● **What needs to be done**
From the listing below, copy out every line that contains the word "sock".
============
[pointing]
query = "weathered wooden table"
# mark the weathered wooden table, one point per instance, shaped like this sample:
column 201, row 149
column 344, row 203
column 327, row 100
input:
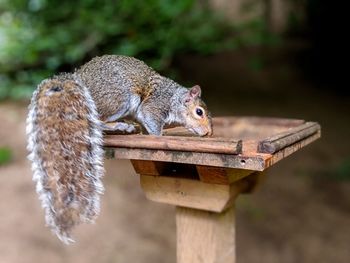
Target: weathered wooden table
column 202, row 177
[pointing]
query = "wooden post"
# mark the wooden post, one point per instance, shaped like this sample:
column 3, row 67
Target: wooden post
column 204, row 236
column 204, row 199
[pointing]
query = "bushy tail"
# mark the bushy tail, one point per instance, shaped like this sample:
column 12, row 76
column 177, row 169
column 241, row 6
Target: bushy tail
column 65, row 145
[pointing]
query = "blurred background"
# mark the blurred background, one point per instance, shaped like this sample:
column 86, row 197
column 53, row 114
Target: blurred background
column 280, row 58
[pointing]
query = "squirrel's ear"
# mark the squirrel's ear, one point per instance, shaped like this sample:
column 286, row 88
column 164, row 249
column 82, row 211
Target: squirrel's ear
column 193, row 93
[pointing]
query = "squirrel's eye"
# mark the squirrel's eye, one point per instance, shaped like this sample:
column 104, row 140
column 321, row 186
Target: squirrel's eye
column 199, row 112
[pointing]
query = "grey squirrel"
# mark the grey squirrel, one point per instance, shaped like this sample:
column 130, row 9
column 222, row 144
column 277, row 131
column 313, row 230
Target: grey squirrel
column 68, row 114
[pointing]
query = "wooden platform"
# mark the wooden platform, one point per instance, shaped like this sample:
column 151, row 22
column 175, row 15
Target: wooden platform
column 202, row 177
column 238, row 142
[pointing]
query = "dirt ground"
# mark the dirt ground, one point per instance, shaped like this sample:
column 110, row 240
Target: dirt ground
column 296, row 216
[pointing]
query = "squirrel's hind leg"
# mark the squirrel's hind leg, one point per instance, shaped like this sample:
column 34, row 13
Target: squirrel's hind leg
column 119, row 127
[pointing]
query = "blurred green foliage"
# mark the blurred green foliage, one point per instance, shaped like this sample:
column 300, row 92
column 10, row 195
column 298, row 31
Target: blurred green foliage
column 41, row 37
column 5, row 155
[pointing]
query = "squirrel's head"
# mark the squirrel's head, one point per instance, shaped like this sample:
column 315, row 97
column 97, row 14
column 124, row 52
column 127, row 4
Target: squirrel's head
column 197, row 117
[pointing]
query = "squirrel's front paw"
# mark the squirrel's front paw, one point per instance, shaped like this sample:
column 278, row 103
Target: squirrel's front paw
column 125, row 127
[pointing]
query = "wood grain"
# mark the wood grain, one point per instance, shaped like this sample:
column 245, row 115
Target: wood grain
column 175, row 143
column 190, row 193
column 284, row 139
column 205, row 237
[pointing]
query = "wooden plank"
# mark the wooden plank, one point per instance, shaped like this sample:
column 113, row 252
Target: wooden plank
column 187, row 144
column 220, row 175
column 205, row 237
column 250, row 161
column 256, row 121
column 284, row 139
column 148, row 167
column 190, row 193
column 276, row 157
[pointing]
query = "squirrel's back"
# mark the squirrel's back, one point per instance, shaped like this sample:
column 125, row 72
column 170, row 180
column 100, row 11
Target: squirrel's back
column 65, row 145
column 113, row 79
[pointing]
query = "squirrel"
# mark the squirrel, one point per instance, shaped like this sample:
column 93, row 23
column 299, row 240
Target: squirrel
column 68, row 114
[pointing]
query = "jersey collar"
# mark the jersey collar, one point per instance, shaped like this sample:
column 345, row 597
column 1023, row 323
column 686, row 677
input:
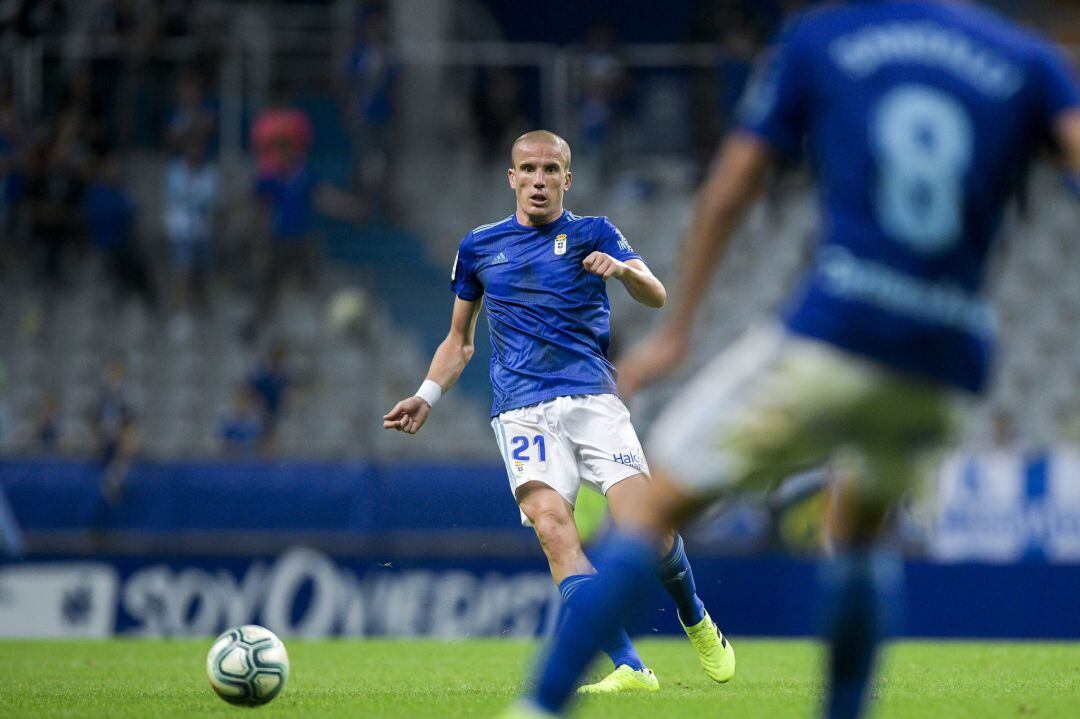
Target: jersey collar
column 540, row 228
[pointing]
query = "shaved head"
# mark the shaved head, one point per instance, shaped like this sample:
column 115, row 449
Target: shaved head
column 542, row 137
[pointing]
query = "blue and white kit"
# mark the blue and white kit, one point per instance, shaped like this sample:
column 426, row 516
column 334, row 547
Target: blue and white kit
column 556, row 415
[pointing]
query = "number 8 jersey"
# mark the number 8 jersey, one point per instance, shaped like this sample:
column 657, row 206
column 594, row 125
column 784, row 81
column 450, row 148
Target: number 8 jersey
column 920, row 120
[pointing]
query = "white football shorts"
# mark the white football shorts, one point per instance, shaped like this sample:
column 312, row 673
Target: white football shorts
column 775, row 403
column 569, row 442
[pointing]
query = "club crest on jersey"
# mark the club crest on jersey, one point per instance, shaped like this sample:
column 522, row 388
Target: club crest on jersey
column 559, row 244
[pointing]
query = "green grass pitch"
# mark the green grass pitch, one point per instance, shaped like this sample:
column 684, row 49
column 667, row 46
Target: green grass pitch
column 416, row 679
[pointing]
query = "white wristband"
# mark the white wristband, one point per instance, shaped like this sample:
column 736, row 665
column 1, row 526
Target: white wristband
column 430, row 392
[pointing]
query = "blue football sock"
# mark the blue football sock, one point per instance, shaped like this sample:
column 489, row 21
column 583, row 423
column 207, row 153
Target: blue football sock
column 677, row 578
column 860, row 591
column 619, row 648
column 624, row 565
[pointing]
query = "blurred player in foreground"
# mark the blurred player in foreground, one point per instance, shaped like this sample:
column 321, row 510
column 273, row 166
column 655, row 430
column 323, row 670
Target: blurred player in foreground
column 556, row 417
column 920, row 119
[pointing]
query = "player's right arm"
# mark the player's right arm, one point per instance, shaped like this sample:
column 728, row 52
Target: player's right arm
column 449, row 361
column 1068, row 137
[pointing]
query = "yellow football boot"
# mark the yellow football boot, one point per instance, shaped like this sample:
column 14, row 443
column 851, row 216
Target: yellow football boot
column 623, row 679
column 715, row 652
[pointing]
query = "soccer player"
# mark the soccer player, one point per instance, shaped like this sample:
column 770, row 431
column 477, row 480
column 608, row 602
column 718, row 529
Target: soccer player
column 919, row 119
column 556, row 417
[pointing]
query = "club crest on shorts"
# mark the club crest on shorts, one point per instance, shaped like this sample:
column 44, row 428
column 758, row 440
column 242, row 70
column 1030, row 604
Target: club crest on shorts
column 559, row 244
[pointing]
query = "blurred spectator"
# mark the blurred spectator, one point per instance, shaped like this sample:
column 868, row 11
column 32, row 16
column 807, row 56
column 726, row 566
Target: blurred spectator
column 53, row 195
column 270, row 381
column 173, row 17
column 193, row 117
column 37, row 17
column 11, row 178
column 112, row 421
column 192, row 194
column 48, row 433
column 289, row 192
column 497, row 106
column 604, row 86
column 110, row 218
column 4, row 429
column 372, row 78
column 241, row 431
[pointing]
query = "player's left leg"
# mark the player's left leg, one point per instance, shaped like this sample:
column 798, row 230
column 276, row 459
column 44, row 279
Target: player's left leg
column 862, row 584
column 673, row 569
column 626, row 563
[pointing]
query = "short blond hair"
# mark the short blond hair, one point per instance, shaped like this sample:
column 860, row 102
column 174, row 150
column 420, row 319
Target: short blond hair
column 542, row 136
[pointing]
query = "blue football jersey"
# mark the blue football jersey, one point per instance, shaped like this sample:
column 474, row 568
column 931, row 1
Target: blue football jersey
column 919, row 119
column 549, row 317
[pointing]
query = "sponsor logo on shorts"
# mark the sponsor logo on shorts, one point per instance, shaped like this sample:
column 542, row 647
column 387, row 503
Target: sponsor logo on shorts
column 630, row 458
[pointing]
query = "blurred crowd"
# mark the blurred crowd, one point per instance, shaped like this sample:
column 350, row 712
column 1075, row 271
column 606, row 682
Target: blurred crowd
column 67, row 195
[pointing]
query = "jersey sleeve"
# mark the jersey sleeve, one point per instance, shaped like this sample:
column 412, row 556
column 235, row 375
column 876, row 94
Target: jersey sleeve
column 1057, row 90
column 610, row 241
column 463, row 281
column 773, row 104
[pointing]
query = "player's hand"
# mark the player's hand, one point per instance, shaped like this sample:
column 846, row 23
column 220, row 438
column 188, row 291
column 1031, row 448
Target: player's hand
column 660, row 353
column 604, row 266
column 407, row 416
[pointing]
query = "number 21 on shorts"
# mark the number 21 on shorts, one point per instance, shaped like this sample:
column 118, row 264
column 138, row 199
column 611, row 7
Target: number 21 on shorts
column 521, row 444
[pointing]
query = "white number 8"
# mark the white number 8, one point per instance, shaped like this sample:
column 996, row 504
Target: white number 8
column 925, row 141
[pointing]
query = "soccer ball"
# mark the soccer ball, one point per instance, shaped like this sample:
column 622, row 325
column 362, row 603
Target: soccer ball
column 247, row 665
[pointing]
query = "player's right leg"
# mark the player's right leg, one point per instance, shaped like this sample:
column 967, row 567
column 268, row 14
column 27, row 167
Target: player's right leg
column 552, row 518
column 544, row 480
column 674, row 571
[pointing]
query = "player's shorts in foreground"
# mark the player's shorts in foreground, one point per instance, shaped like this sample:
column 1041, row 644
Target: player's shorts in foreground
column 568, row 442
column 775, row 403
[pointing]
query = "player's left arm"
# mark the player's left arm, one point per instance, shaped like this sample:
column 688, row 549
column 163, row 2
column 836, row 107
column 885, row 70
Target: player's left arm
column 1067, row 129
column 635, row 275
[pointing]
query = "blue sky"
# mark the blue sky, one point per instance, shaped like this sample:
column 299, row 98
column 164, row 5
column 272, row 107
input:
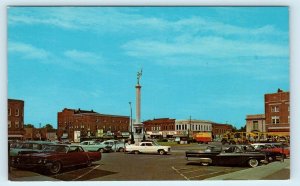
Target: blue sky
column 210, row 63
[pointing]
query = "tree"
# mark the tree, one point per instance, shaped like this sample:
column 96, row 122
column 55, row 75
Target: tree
column 28, row 126
column 48, row 126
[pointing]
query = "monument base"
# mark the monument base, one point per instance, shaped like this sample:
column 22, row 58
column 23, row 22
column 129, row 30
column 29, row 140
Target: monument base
column 138, row 133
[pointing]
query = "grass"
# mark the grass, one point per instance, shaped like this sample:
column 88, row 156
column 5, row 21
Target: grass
column 171, row 144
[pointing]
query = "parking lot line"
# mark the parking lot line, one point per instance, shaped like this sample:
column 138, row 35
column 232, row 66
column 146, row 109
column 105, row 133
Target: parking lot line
column 205, row 174
column 192, row 171
column 180, row 173
column 85, row 173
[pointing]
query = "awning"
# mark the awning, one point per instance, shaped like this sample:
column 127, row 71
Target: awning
column 15, row 136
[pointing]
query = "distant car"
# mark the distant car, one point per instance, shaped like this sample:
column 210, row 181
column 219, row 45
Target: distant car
column 115, row 145
column 277, row 149
column 56, row 157
column 93, row 146
column 148, row 147
column 232, row 155
column 28, row 147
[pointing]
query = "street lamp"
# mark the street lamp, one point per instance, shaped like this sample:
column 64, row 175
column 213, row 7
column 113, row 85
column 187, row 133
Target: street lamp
column 131, row 133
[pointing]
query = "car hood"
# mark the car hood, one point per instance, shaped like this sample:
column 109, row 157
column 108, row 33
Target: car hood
column 40, row 155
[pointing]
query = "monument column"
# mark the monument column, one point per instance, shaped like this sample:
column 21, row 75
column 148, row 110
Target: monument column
column 138, row 103
column 138, row 126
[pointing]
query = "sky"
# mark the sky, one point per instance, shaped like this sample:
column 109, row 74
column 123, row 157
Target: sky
column 210, row 63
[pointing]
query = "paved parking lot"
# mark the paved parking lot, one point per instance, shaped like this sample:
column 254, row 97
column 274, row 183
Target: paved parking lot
column 123, row 167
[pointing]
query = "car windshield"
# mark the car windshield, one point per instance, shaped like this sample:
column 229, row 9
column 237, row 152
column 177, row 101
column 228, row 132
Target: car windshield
column 55, row 148
column 155, row 143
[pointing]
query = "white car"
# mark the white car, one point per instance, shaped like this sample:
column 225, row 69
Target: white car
column 115, row 144
column 148, row 147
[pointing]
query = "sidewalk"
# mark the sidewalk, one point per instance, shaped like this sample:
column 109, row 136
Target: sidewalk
column 273, row 171
column 22, row 175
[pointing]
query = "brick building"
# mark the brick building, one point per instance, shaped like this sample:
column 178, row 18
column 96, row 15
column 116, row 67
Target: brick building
column 40, row 134
column 189, row 127
column 74, row 124
column 277, row 112
column 160, row 127
column 256, row 123
column 218, row 130
column 15, row 119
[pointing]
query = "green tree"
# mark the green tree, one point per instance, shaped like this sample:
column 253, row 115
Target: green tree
column 28, row 126
column 48, row 126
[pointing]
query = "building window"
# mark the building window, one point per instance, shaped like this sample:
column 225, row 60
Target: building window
column 17, row 112
column 275, row 119
column 255, row 125
column 17, row 124
column 275, row 109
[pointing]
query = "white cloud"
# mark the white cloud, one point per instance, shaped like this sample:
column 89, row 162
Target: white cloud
column 107, row 19
column 213, row 47
column 83, row 57
column 27, row 51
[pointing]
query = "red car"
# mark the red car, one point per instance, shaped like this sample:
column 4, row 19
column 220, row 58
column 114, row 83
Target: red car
column 56, row 157
column 283, row 149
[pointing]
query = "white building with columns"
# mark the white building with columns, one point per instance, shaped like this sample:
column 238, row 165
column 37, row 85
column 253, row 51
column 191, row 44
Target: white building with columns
column 183, row 127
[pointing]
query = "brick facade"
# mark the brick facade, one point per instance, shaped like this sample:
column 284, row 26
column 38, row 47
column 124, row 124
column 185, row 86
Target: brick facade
column 255, row 123
column 91, row 124
column 15, row 119
column 220, row 129
column 277, row 112
column 160, row 127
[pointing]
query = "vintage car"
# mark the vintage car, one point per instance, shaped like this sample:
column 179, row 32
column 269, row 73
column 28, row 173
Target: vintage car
column 231, row 155
column 93, row 146
column 28, row 147
column 56, row 157
column 115, row 145
column 278, row 149
column 148, row 147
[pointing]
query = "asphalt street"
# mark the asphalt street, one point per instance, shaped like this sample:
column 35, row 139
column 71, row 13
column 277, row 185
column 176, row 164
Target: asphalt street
column 118, row 166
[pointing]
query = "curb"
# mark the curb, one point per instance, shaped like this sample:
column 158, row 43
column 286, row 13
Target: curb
column 257, row 173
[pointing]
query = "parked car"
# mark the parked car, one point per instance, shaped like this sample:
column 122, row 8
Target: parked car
column 231, row 155
column 115, row 144
column 278, row 149
column 56, row 157
column 28, row 147
column 148, row 147
column 96, row 146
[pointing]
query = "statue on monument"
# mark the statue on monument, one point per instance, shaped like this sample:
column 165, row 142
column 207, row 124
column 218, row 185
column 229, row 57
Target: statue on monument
column 139, row 75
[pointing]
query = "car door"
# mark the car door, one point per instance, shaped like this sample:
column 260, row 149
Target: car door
column 229, row 156
column 75, row 156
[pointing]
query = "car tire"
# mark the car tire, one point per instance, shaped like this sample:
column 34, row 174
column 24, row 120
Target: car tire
column 161, row 152
column 101, row 150
column 271, row 158
column 89, row 163
column 253, row 162
column 204, row 163
column 55, row 167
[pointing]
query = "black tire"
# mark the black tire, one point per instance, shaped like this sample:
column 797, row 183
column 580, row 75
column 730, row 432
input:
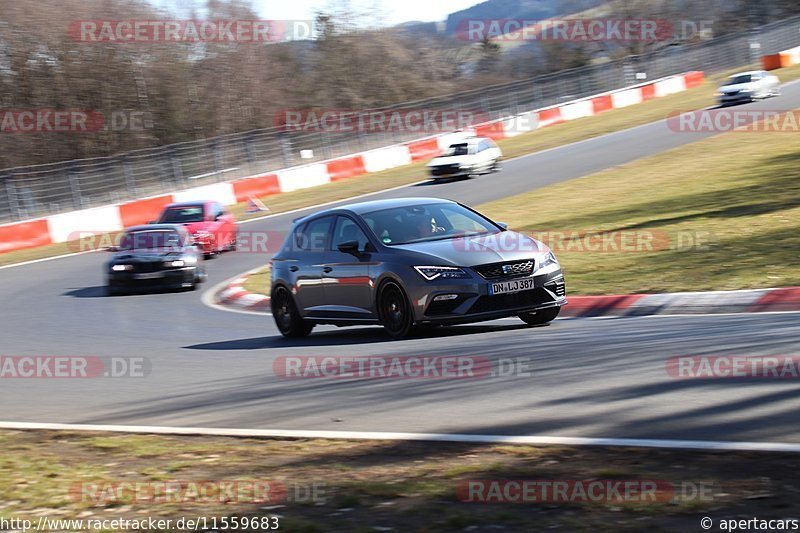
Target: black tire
column 286, row 315
column 394, row 310
column 540, row 318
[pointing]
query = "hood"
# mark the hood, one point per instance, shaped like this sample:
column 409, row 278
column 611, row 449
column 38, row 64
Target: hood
column 194, row 227
column 146, row 255
column 478, row 250
column 736, row 88
column 451, row 160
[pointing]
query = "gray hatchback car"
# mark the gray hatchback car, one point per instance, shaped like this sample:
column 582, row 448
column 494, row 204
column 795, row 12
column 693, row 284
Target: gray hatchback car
column 407, row 262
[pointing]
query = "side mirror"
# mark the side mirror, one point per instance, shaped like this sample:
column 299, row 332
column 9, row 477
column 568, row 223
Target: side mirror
column 349, row 247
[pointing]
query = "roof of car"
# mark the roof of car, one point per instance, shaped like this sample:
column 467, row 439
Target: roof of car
column 361, row 208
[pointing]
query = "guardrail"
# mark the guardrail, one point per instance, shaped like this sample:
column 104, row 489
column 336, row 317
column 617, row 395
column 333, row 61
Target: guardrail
column 42, row 190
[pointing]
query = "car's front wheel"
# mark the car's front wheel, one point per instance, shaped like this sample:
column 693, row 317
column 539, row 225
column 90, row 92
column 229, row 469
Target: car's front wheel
column 394, row 311
column 286, row 315
column 539, row 318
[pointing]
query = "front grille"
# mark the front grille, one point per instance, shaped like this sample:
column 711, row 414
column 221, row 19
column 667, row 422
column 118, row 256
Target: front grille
column 500, row 302
column 501, row 270
column 148, row 266
column 445, row 169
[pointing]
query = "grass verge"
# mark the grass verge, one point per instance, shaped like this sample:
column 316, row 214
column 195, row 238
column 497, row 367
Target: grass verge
column 550, row 137
column 377, row 485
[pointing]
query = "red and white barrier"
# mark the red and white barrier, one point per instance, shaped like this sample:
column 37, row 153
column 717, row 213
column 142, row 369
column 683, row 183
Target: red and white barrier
column 65, row 226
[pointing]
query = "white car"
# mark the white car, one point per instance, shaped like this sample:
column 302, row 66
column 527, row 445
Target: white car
column 470, row 157
column 748, row 86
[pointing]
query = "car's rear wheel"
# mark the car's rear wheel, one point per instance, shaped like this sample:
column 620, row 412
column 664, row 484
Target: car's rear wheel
column 539, row 318
column 394, row 311
column 286, row 315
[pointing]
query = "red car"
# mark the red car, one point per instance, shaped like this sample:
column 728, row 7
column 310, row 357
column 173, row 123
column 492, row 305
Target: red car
column 214, row 229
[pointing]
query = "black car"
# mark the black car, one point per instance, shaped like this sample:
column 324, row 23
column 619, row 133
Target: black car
column 155, row 256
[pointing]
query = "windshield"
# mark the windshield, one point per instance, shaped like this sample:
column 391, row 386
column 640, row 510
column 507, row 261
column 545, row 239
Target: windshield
column 420, row 223
column 150, row 240
column 182, row 215
column 736, row 80
column 457, row 149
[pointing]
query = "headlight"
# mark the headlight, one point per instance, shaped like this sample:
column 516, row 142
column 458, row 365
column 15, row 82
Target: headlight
column 431, row 273
column 549, row 259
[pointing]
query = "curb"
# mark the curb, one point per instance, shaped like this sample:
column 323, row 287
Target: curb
column 784, row 299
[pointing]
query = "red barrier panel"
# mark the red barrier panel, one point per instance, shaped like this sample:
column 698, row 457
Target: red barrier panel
column 423, row 150
column 551, row 116
column 602, row 103
column 24, row 235
column 258, row 186
column 648, row 92
column 340, row 169
column 493, row 130
column 694, row 78
column 143, row 211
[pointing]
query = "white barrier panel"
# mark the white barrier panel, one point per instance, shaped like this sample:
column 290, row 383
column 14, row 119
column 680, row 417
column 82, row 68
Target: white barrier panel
column 626, row 98
column 581, row 109
column 385, row 158
column 66, row 226
column 220, row 192
column 293, row 179
column 522, row 123
column 670, row 86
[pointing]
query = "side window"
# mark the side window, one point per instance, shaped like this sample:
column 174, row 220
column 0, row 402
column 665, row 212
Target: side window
column 347, row 230
column 314, row 235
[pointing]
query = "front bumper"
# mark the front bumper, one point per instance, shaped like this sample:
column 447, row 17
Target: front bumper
column 474, row 303
column 168, row 278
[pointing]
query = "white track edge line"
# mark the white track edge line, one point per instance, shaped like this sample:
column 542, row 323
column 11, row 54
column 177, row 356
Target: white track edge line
column 430, row 437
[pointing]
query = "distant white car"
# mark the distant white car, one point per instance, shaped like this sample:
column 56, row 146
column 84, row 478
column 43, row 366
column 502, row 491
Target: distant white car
column 470, row 157
column 748, row 86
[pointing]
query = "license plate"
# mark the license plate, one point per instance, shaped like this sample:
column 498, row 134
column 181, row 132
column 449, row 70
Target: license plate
column 149, row 275
column 505, row 287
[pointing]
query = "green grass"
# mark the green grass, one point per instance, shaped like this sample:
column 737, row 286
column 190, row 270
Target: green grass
column 581, row 129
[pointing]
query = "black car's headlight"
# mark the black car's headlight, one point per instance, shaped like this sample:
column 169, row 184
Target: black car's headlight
column 431, row 273
column 549, row 259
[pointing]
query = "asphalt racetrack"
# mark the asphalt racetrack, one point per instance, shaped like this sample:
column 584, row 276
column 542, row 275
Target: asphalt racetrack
column 212, row 368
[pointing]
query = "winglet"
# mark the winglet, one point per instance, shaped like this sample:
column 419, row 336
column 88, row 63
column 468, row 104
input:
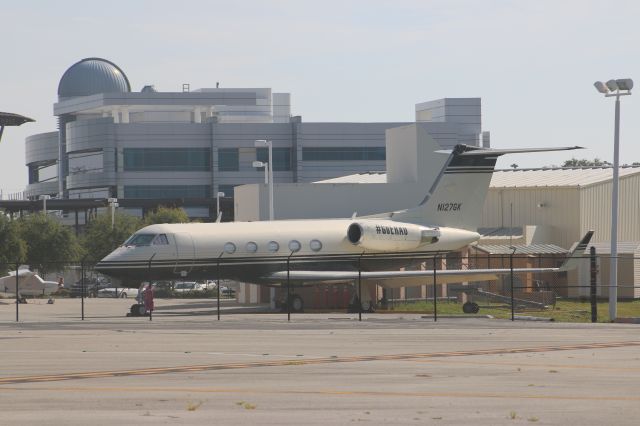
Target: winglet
column 578, row 253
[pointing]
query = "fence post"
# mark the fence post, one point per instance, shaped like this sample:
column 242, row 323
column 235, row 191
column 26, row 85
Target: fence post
column 288, row 289
column 594, row 274
column 513, row 313
column 360, row 287
column 17, row 297
column 218, row 282
column 435, row 290
column 82, row 281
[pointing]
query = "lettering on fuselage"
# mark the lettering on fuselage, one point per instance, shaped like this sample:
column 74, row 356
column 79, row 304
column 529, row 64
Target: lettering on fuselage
column 449, row 207
column 391, row 230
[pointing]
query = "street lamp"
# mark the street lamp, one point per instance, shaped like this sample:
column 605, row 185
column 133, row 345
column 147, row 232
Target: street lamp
column 261, row 143
column 617, row 88
column 218, row 195
column 113, row 203
column 44, row 199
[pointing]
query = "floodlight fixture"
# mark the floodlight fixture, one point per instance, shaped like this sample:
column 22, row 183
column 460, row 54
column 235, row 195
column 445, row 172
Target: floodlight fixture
column 612, row 85
column 601, row 87
column 615, row 88
column 624, row 84
column 11, row 119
============
● **Complete response**
query = "blue football sock"
# mark the blue football sock, one point per instance, shaped like this sample:
Target: blue football sock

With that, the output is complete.